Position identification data

◆ ◆ ◆ ◆ ◆ ◆ ◆

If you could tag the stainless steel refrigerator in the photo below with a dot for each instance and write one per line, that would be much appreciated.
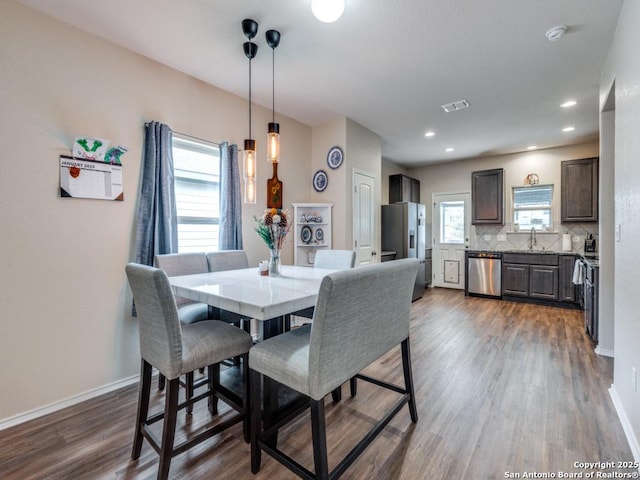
(403, 232)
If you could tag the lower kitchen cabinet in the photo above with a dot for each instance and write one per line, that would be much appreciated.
(539, 278)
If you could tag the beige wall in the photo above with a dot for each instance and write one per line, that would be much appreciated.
(623, 68)
(64, 314)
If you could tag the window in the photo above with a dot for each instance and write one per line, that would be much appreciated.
(196, 168)
(452, 222)
(532, 207)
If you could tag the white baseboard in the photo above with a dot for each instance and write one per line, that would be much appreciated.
(626, 426)
(605, 352)
(67, 402)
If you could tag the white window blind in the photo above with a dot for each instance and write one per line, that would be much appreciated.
(532, 207)
(197, 184)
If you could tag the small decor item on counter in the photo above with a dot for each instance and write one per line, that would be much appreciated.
(273, 226)
(590, 244)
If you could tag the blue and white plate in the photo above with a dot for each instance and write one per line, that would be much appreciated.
(335, 157)
(320, 181)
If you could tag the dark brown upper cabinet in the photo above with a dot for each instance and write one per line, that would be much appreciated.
(403, 189)
(487, 197)
(579, 194)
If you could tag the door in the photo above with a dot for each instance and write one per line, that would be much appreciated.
(364, 223)
(451, 227)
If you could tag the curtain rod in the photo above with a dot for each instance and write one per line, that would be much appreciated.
(189, 136)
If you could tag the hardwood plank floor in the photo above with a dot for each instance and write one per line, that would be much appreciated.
(501, 387)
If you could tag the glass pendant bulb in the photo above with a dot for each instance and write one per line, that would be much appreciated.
(273, 142)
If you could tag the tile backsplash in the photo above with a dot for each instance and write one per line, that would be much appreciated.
(499, 237)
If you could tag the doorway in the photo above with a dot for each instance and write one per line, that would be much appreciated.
(451, 227)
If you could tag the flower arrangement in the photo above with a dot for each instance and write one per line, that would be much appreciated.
(273, 226)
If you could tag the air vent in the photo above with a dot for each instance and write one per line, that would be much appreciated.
(453, 106)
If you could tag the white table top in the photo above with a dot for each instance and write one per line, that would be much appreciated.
(249, 294)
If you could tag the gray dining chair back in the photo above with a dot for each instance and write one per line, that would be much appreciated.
(336, 259)
(360, 315)
(175, 264)
(227, 260)
(176, 349)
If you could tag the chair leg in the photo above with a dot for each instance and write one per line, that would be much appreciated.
(408, 380)
(189, 391)
(255, 418)
(143, 407)
(213, 382)
(319, 437)
(168, 428)
(246, 399)
(336, 394)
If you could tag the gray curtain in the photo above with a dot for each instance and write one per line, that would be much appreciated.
(157, 230)
(230, 235)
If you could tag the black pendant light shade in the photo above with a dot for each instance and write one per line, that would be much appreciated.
(273, 132)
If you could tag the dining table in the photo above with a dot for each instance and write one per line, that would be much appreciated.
(268, 299)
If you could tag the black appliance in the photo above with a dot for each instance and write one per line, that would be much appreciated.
(403, 232)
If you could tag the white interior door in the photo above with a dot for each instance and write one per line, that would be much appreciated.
(364, 220)
(451, 227)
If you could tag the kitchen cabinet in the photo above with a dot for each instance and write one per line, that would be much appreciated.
(579, 190)
(311, 230)
(403, 188)
(487, 197)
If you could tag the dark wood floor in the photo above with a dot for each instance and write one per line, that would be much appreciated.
(501, 387)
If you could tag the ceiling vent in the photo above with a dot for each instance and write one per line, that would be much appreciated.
(453, 106)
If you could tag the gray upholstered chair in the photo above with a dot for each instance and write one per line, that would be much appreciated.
(175, 264)
(360, 315)
(175, 348)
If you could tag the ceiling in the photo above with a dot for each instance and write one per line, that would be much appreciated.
(387, 65)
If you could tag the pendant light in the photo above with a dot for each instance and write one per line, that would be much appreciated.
(273, 131)
(250, 29)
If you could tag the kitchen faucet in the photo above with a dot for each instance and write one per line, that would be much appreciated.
(532, 238)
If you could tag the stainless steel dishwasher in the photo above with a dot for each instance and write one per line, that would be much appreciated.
(484, 274)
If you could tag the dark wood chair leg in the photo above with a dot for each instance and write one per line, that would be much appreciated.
(143, 407)
(319, 437)
(255, 418)
(336, 394)
(168, 428)
(213, 382)
(246, 399)
(408, 379)
(189, 391)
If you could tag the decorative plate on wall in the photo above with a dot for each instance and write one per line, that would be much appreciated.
(320, 181)
(335, 157)
(306, 234)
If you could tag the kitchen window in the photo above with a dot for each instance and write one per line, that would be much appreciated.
(196, 167)
(532, 207)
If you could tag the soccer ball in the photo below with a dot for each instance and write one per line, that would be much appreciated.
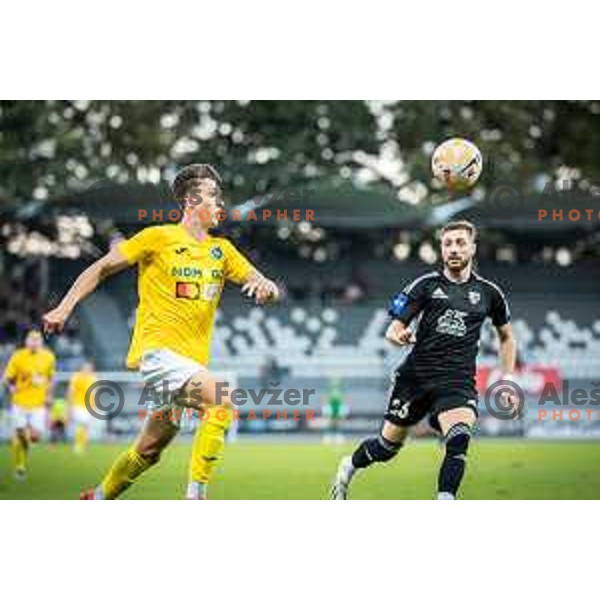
(457, 163)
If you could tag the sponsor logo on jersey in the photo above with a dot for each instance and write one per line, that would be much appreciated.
(399, 302)
(474, 296)
(452, 322)
(188, 290)
(186, 272)
(439, 294)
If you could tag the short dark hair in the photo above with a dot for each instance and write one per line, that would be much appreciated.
(457, 225)
(191, 176)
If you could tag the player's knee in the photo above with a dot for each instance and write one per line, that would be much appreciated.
(150, 454)
(381, 449)
(457, 440)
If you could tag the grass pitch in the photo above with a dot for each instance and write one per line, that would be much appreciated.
(497, 469)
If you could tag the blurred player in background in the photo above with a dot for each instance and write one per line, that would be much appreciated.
(181, 272)
(29, 376)
(335, 411)
(58, 421)
(438, 376)
(79, 415)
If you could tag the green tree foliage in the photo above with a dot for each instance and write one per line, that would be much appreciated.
(52, 148)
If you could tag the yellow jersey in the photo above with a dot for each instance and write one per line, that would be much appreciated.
(78, 386)
(31, 373)
(180, 280)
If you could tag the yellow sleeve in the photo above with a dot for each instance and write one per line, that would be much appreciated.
(140, 246)
(51, 366)
(237, 266)
(12, 368)
(72, 387)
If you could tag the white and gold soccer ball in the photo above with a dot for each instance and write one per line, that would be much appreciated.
(457, 163)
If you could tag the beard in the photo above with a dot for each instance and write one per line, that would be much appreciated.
(457, 264)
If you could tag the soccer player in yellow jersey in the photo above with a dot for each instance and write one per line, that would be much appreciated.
(181, 272)
(79, 416)
(29, 375)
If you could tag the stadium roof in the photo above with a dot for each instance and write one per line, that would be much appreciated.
(334, 206)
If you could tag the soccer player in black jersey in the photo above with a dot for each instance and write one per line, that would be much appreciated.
(438, 376)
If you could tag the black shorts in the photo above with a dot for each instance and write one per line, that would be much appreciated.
(410, 400)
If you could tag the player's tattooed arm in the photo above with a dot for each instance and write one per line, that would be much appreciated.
(261, 288)
(508, 355)
(85, 284)
(400, 334)
(508, 348)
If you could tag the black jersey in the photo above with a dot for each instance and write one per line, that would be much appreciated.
(449, 327)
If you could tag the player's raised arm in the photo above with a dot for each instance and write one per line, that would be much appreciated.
(239, 270)
(261, 288)
(112, 262)
(400, 334)
(508, 348)
(403, 307)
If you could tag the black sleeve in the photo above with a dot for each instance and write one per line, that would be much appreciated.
(499, 311)
(405, 305)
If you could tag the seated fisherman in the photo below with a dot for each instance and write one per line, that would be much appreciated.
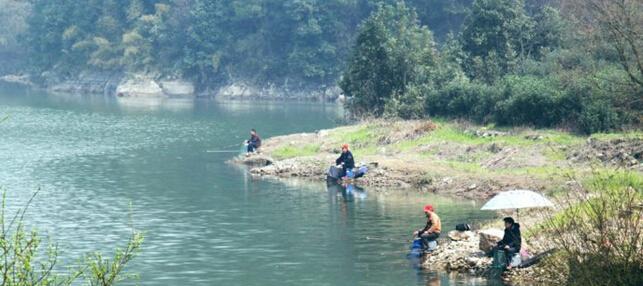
(254, 142)
(345, 160)
(431, 230)
(511, 240)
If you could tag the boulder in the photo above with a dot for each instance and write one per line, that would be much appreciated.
(141, 87)
(489, 239)
(460, 235)
(237, 90)
(257, 160)
(177, 88)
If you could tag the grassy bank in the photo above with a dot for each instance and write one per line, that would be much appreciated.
(458, 158)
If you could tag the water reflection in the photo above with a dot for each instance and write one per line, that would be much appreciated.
(348, 192)
(155, 104)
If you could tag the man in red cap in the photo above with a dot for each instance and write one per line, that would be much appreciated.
(431, 230)
(345, 160)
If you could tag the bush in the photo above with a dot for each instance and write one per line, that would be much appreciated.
(599, 232)
(597, 116)
(529, 100)
(24, 262)
(462, 98)
(409, 105)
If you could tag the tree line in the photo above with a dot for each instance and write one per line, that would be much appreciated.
(569, 63)
(575, 65)
(299, 43)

◆ ◆ ◆ ◆ ◆ ◆ ◆

- [WHAT TO DO]:
Reproduce the lines of the data above, beginning with the line that contains "If you could tag the man" and continuing through the end of the data, with the requests included and every coordinate shifted by adding 26 to each number.

- [RESULT BELOW]:
If you could tag the man in red cap in the photo above with a dot for each instance and write one per line, that would be much appreciated.
(457, 256)
(371, 186)
If you could tag the bush in the photo above with a dot for each instance and write one per line, that would be much appreciated.
(625, 258)
(623, 142)
(555, 126)
(50, 288)
(488, 124)
(435, 131)
If you could tag the tree line in the photo above with a dot for each instance and write one per line, that would be much appreciated.
(595, 89)
(601, 91)
(325, 69)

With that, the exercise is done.